* _BRIEF_
Restate the records in their entirety, word for word.

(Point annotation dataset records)
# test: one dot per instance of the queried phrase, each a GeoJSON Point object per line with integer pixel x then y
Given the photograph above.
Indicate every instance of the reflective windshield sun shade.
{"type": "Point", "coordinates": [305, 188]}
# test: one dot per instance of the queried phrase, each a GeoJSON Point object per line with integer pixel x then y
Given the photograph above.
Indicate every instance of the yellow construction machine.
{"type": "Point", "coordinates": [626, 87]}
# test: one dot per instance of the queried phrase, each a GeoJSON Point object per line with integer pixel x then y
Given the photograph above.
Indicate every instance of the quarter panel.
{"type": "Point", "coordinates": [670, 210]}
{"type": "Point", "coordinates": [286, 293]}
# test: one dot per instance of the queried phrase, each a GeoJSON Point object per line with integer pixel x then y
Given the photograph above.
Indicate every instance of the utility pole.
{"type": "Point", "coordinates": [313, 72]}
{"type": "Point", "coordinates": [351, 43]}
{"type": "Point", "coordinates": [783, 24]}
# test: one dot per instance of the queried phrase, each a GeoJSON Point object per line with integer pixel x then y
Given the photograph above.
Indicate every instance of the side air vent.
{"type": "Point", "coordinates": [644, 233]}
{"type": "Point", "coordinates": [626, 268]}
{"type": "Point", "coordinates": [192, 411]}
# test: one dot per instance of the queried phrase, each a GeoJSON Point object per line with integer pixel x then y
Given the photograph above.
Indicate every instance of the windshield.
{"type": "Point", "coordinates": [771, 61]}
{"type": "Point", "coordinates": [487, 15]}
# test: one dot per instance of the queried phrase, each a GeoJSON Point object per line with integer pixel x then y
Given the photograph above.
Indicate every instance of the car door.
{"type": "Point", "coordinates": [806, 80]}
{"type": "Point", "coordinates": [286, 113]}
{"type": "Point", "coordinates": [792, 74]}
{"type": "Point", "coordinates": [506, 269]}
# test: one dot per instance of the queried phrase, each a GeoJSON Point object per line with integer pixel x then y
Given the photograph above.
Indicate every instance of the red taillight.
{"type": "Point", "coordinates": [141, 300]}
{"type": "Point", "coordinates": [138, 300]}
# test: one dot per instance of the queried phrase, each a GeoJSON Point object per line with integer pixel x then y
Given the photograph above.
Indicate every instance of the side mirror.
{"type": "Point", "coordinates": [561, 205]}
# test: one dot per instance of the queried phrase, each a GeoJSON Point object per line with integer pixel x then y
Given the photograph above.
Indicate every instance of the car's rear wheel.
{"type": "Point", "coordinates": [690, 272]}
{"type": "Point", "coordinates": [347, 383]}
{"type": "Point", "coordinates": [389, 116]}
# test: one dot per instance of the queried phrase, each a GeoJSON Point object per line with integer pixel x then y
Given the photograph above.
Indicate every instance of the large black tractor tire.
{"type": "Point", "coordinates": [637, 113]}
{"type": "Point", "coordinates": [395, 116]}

* _TASK RESPONSE_
# test: one dot per instance of the queried phrase, each a GeoJSON Point object per line with integer pixel x then y
Given the photograph above.
Indicate every instance of the reflective windshield sun shade.
{"type": "Point", "coordinates": [305, 188]}
# test: one dot per instance of the queried phrase, each a GeoJSON Point object per line with integer pixel x then y
Given the photograph above.
Indicate every instance of the yellow construction machine.
{"type": "Point", "coordinates": [626, 87]}
# test: one dot per instance of the queried phrase, each a GeoJSON Point object per line with integer pixel x then y
Given the photograph above.
Indicate every instance of the quarter panel.
{"type": "Point", "coordinates": [670, 210]}
{"type": "Point", "coordinates": [286, 293]}
# test: one dot per instance of the queried phrase, each a GeoJSON Point object per line with integer pixel x then y
Given the photograph above.
Indicate every instance of the utility pole.
{"type": "Point", "coordinates": [313, 72]}
{"type": "Point", "coordinates": [351, 43]}
{"type": "Point", "coordinates": [783, 24]}
# test: one dot per instance of the queried phrase, each a GeoJSON Point object per line with integer pixel x then y
Given the photograph above.
Indicate every instance of the side air vent.
{"type": "Point", "coordinates": [644, 233]}
{"type": "Point", "coordinates": [626, 268]}
{"type": "Point", "coordinates": [192, 411]}
# test: one dot per instance of the queried phrase, each a GeoJSON Point object per line with integer pixel x then y
Given the photograph above.
Indicate every instance of the windshield.
{"type": "Point", "coordinates": [771, 61]}
{"type": "Point", "coordinates": [487, 15]}
# test: one dot per instance of the queried phrase, each a GeoJSON Point object per line with integer pixel x then y
Given the photograph above.
Indicate every instance of the car door.
{"type": "Point", "coordinates": [806, 80]}
{"type": "Point", "coordinates": [286, 113]}
{"type": "Point", "coordinates": [792, 74]}
{"type": "Point", "coordinates": [506, 269]}
# test: one dot per instance of the queried phrase, each a GeoJSON Point object per line with integer pixel x then y
Given the photograph above.
Indicate every instance of the red taillight.
{"type": "Point", "coordinates": [141, 300]}
{"type": "Point", "coordinates": [138, 300]}
# test: one dot per instance of the queried phrase, each a GeoJSON Point object per line with integer pixel x then y
Given the photograph above.
Indicate every instance of the side mirror.
{"type": "Point", "coordinates": [561, 205]}
# test: one dot per instance of the queried phrase, each a GeoJSON Point object per line with integer pixel x then y
Given the photograph above.
Indicate every instance of the car's rear wheel.
{"type": "Point", "coordinates": [690, 272]}
{"type": "Point", "coordinates": [347, 383]}
{"type": "Point", "coordinates": [389, 116]}
# test: one dot per instance of the queried phrase, each a GeoJSON Point object per line with integer pixel x then y
Given the photograph above.
Indicate every instance of the large black tractor tire.
{"type": "Point", "coordinates": [637, 113]}
{"type": "Point", "coordinates": [395, 116]}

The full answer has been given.